▸ Problem
Return every line of the records below that contains the string "player".

▸ Exercise input
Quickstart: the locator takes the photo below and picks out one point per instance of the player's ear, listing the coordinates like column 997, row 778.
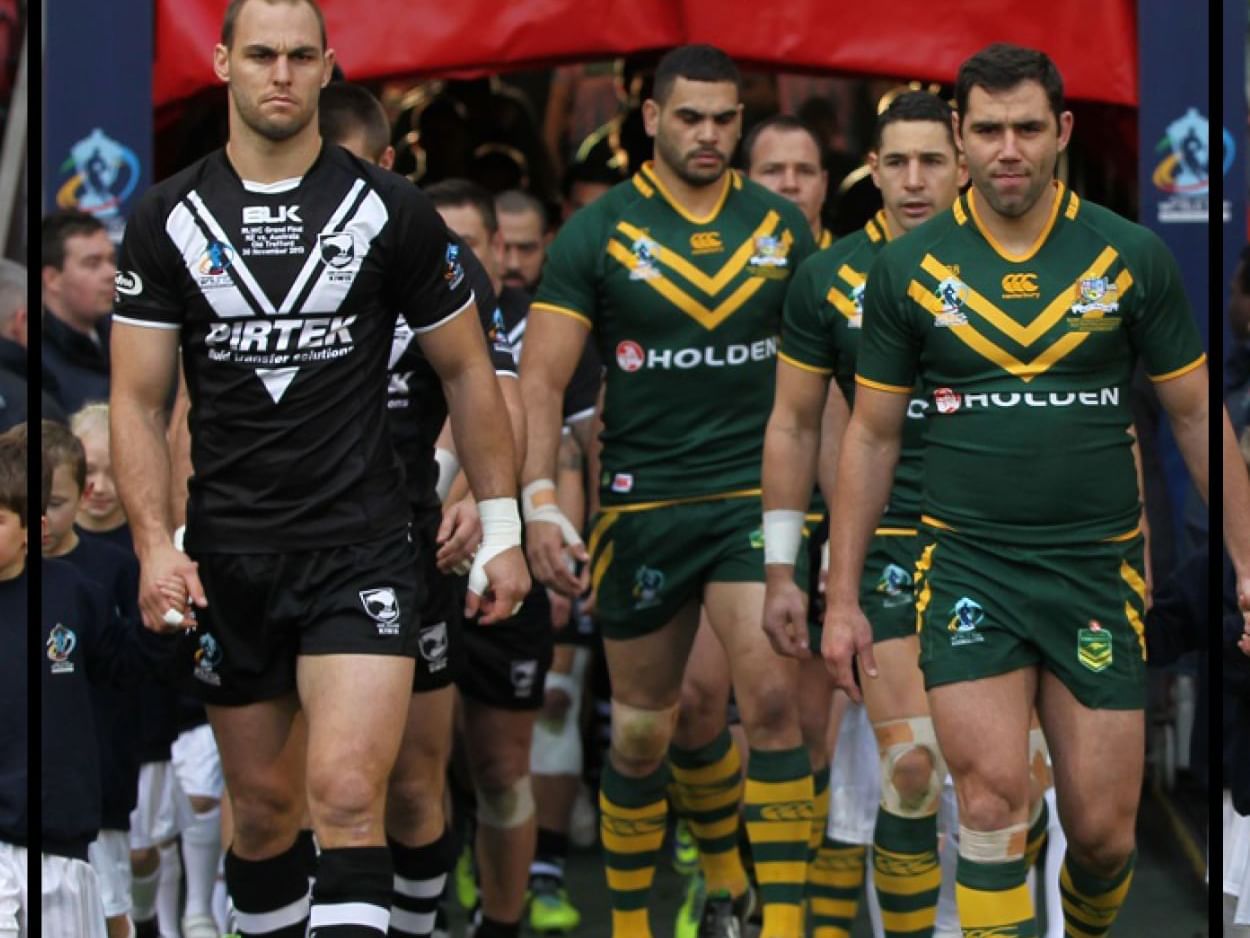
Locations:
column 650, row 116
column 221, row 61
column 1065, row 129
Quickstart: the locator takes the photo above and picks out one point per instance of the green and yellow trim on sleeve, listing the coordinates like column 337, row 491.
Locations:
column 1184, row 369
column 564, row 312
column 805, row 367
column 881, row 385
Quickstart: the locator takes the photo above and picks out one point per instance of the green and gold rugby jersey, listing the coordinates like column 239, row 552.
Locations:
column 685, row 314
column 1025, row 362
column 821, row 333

---

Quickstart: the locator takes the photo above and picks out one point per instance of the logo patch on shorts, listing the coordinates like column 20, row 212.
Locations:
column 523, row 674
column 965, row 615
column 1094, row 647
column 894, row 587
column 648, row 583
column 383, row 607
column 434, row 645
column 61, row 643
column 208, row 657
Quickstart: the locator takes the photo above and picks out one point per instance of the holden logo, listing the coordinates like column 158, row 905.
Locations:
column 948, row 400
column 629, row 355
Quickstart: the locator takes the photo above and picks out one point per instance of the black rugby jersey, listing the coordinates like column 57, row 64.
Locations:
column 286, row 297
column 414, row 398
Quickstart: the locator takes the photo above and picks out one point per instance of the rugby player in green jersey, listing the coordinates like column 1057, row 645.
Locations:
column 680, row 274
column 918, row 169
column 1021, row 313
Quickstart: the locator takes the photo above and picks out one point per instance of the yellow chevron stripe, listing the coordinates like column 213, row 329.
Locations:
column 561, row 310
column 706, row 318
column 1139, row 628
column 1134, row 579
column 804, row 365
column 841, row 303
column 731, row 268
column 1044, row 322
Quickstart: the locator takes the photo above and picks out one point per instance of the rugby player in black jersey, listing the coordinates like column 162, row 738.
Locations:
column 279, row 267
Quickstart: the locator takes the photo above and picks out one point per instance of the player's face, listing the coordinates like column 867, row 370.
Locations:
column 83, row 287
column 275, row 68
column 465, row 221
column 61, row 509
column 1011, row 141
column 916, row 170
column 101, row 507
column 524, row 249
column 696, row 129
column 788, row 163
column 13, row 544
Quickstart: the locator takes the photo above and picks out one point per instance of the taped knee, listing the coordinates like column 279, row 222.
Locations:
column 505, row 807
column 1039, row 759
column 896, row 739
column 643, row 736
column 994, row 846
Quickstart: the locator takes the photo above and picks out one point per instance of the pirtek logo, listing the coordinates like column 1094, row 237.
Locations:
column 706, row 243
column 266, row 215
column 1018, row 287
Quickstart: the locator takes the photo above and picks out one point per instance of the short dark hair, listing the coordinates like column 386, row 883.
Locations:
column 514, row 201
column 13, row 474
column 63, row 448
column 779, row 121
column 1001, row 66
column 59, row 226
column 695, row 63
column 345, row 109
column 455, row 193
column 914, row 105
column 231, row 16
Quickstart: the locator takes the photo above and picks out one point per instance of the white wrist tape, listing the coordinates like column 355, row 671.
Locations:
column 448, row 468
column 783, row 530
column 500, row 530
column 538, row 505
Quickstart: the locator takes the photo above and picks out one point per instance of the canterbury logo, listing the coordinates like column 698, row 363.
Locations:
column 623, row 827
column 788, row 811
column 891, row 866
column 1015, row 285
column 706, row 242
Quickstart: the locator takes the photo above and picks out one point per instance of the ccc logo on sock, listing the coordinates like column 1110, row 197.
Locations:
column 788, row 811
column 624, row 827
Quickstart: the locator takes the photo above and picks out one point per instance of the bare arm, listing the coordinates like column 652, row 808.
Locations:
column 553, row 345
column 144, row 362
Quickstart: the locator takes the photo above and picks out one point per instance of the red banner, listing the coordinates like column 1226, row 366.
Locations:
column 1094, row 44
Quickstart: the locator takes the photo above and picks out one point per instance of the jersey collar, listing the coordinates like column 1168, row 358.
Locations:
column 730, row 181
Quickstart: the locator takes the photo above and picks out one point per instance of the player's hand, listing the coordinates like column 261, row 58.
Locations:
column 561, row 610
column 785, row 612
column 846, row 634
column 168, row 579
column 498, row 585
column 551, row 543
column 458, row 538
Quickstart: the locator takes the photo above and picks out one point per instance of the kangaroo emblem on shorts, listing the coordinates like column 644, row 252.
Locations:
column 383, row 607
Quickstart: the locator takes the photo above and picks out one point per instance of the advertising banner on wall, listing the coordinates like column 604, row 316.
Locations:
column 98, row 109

▸ Exercise answer
Quickstart: the locator takes the photo below and picks out one point per instance of the player's ear, listing the coordinates like column 997, row 778.
Quickstart: the locator takes the photo above and picks out one point per instance of the rugby player in green jersey, listing the coordinates like column 1057, row 645.
Quickstart: the locator takes the photo above and picks out one point per instance of the rugby player in black jersey, listing the coordinates like column 162, row 738.
Quickstart: the locator takes the photo above and picks out one point per instance of the player's face, listing the coordinates like column 867, row 370.
Quickstart: the locator takes the photo above and picks out one point per instance of the player's hand, listing the coordinates like column 261, row 58.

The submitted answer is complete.